>> START Data lines
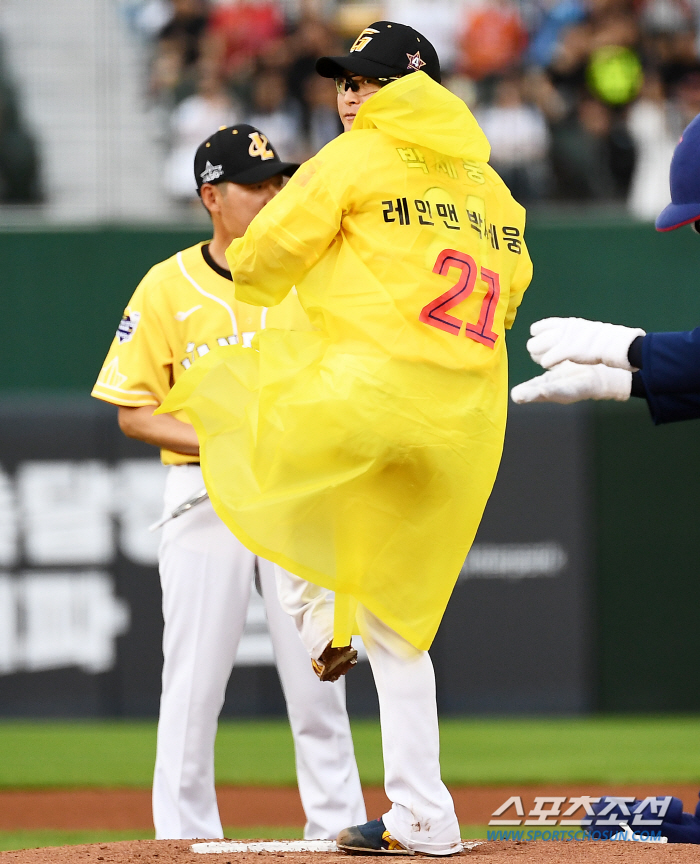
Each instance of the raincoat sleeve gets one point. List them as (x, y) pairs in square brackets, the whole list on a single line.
[(521, 279), (288, 236)]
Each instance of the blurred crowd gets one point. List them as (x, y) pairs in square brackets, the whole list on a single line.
[(582, 100)]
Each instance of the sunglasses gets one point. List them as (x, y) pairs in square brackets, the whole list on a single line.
[(343, 83)]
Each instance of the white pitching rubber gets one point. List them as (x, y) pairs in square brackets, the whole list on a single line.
[(228, 846)]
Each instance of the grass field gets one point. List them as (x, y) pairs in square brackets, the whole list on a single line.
[(597, 749)]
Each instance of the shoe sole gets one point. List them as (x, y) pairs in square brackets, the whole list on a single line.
[(357, 850)]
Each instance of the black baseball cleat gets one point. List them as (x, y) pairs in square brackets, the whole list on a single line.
[(334, 662), (372, 838)]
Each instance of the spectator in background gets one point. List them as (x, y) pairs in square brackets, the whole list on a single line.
>> END Data lines
= Objective =
Rewrite every line of the records above as a numbered list, skipping any blank lines and leaving out the pictures.

= Result for this exercise =
1. Each instance of the raincoat sleeve gets one point. List them as (x, y) pairs in square brackets, the whole list on a single line.
2. [(521, 279), (288, 236)]
3. Each instance of the blurred crowd gets one point. List them as (x, y) pairs in square brackets, the whole list on a single line.
4. [(582, 100)]
5. Each instance of the sunglasses gets one point. List them as (x, y) pairs in square brackets, the whole list on a single line.
6. [(343, 83)]
7. Each instance of the white pitching rubber gets one point. List them as (x, y) pairs in square brackets, the whole list on a single line.
8. [(228, 846)]
9. Each instance of the grass field gets one point. List them as (x, y) pairs in square brackets, the whole list on a single line.
10. [(597, 749)]
11. Each instance of the shoe sole gets one point. List them as (x, y) pairs in square brackets, the whole list on a single line.
12. [(357, 850)]
13. Each instance of the black baseball cleat gets one point. List them as (x, y) pairs in square brackets, the whole list on a single line.
14. [(334, 662), (372, 838)]
15. Each instance of the spectator in background gets one point. List them as (x, y) pairs in square brackets, the whole list on a single line.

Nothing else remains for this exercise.